Brief 1: According to the text on lube fouling and heat treating cast bullets, what temperature and duration are given for heat treating 50/50 alloy before quenching?

Text section:
This brings me to another point, also not discussed often here. That is lube fouling. Lube accumulation makes the bore an evolving runway the same way lead fouling or powder fouling can, and IME is a much larger problem than lead fouling. Often you can shoot a long, accurate, consistent string, and then let the gun cool, and it won't shoot well again until cleaned. Everyone that deals with this actively does it their own way, my solution is to use just enough of the lube the gun likes, and just enough of the powder the gun likes, and when the "pressure curve" of the burn is about right from primer spark to muzzle exit and the peak is high enough I find that the fouling from the lube/powder that is left in the barrel is very light and very consistent, and doesn't change very much from a cold barrel to a warm one if left alone and never cleaned. I was never able to accomplish this in my rifles until I started making and using Felix Lube. Session after session, with wide swings in temperature and humidity, Felix lube has eliminated most of the problems I ever had with lube fouling and accumulation, the trick is to use only as much of it as is absolutely necessary, and everything else has to be close to perfect to allow minimal lube use.
I guess you could say I'm a very steadfast Type 2 shooter, and I get there by first making sure that there is no detrimental lead fouling of my guns. The perfect gun/load combination never needs to have the barrel cleaned, only a loose, dry patch pushed through before storing at most, maybe not even that. I can get there 85% of the time, not every gun has a good enough bore to make lead-free shooting possible. But those guns usually fall into the category of "don't care" about fouling one way or the other.
Maybe I should use "IME" and "IMO" more, although I usually mean to imply it. I learn new things from other people and their guns all the time because my little world hasn't experienced those particular variables yet.
Gear
Last edited by geargnasher; 11-13-2010 at 02:59 PM.
OK so I have these AC50/50 all cast up, Can I heat treat them?
You sure can. I'm not up on the temps needed to create certain BHN readings with 50/50 as I usually work with straight WW but a new thread asking about heat treating 50/50 for desired BHN hardness would be a good go at a way to find an average temperature range for what you want in bullet hardness (BHN)
435 F for one hour, then quench. If your 50/50 alloy is 9-10 air cooled, then it will OHT to 20-22 bhn. The 435 F HT temp most closely duplicates my water drop temperature and results. A higher OHT temp will not result in a harder boolit, but will increase the core hardness. I prefer a softer core for a tougher boolit overall and better expansion. Wait at least 2 weeks before doing any serious work with the hardened boolits. Longer is even better if you can wait. The freshly OHT'd boolits should be sized within 24 hours. They will test out at 20-22 bhn within a day of quenching, but will never be as stable as when you wait to use them.

Brief 2: Format the stretch of records from the line containing "pin: orange basketball" through the end of the records as a numbered list, omitting blank lines and leaving out the pictures.

[Point-based annotation data]

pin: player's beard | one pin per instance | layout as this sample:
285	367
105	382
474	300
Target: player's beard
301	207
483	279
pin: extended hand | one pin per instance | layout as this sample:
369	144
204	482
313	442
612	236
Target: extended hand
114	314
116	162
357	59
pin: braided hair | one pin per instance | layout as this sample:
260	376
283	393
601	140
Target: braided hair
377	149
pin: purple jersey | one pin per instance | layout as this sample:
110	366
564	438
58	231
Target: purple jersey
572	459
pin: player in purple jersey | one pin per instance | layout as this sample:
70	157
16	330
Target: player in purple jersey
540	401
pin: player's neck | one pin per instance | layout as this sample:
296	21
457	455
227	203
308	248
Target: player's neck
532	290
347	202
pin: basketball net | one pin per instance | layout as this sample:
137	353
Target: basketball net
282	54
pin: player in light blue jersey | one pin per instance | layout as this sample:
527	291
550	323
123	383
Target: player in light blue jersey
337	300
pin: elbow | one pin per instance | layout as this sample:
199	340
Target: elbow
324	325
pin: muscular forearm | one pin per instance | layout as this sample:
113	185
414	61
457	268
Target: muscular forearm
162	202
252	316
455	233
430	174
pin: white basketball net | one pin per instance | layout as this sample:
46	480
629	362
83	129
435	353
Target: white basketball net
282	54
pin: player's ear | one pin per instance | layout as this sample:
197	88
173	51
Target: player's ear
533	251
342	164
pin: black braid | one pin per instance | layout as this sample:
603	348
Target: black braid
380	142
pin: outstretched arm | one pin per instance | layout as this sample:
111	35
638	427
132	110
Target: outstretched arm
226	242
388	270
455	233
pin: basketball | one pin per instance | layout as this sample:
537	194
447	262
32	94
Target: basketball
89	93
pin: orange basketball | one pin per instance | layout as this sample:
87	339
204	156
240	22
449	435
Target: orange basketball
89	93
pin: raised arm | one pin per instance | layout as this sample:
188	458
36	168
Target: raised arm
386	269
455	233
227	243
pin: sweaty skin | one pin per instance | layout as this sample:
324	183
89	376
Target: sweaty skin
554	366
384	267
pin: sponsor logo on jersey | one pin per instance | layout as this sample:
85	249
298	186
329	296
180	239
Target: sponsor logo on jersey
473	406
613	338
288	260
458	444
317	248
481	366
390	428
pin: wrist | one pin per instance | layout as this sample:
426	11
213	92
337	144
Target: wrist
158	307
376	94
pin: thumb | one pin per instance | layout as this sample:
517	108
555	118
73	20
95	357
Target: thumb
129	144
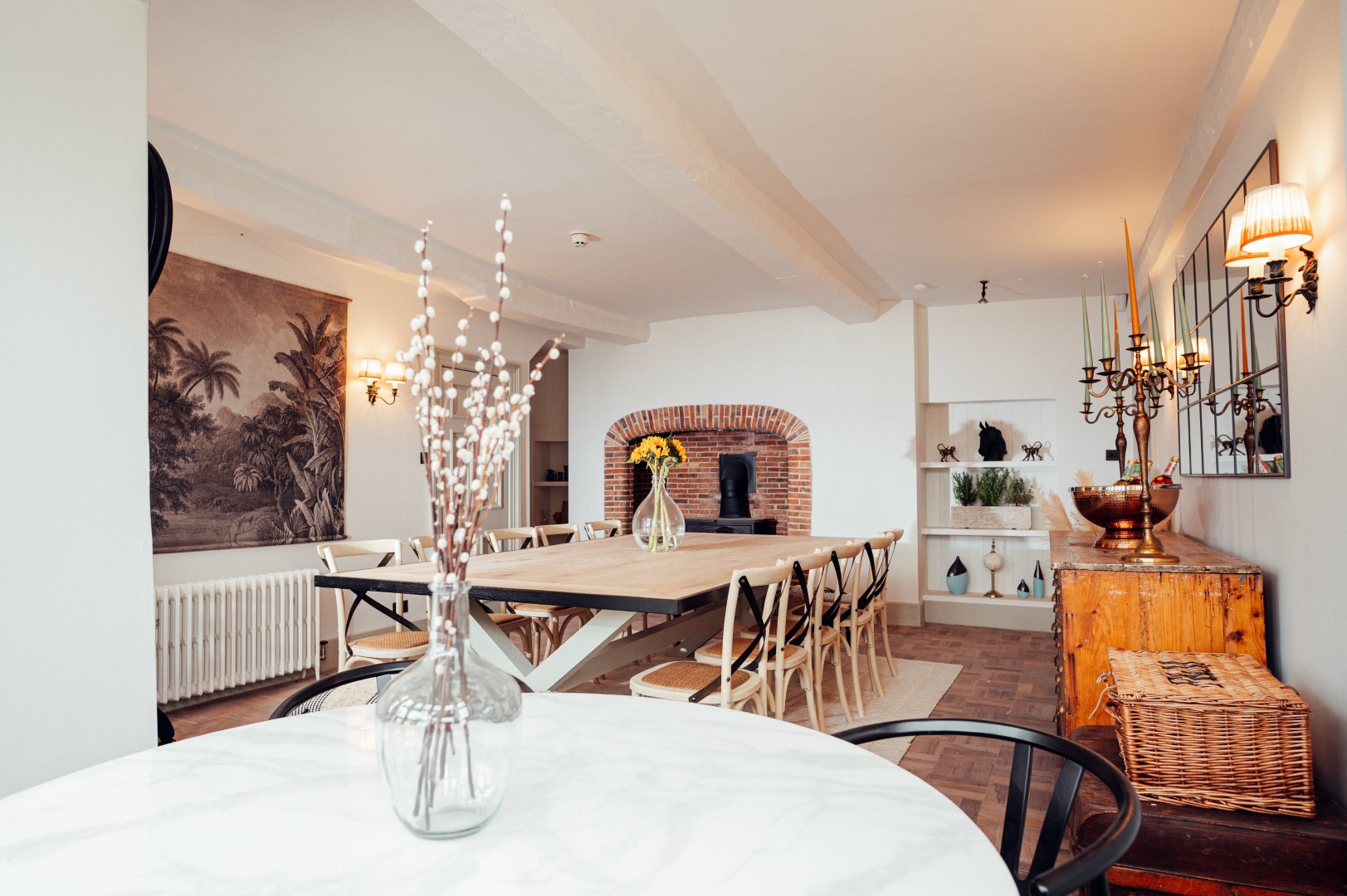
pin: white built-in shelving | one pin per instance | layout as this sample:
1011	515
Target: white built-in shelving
986	533
1022	422
979	465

Written reply 1: 435 F for one hour, then quench.

Written reply 2:
1. pin: orange basketball | one pin per instance | layout as this sample:
2. 87	339
3. 204	156
4. 240	22
5. 449	435
6. Target: orange basketball
7. 89	93
8. pin: raised arm | one pin per instance | layout as this sample:
9. 188	458
10. 36	168
11. Target: raised arm
12. 386	269
13. 455	233
14. 227	243
15. pin: sweaty skin | one pin per instance | layout as this sample:
16. 324	183
17. 89	376
18. Target: sweaty skin
19. 554	366
20. 384	267
21. pin: sponsor logo on jersey | one pin per instance | layout as this sample:
22. 85	249
23. 298	186
24. 329	296
25. 180	239
26. Target: sponsor logo on jersey
27. 473	406
28. 613	338
29. 288	260
30. 458	444
31. 317	248
32. 481	366
33. 390	428
34. pin: wrist | one pin per instance | layout as this sample:
35. 426	11
36. 213	92
37. 337	144
38. Target: wrist
39. 158	307
40. 376	94
41. pin: thumb | one pin per instance | layout as this sample:
42. 517	108
43. 555	118
44. 73	20
45. 95	357
46. Target: thumb
47. 129	144
48. pin: white built-in shelving | one pin per instance | layout as this sample:
49. 1011	515
50. Target: white built-in shelving
51. 986	533
52. 1022	422
53. 979	465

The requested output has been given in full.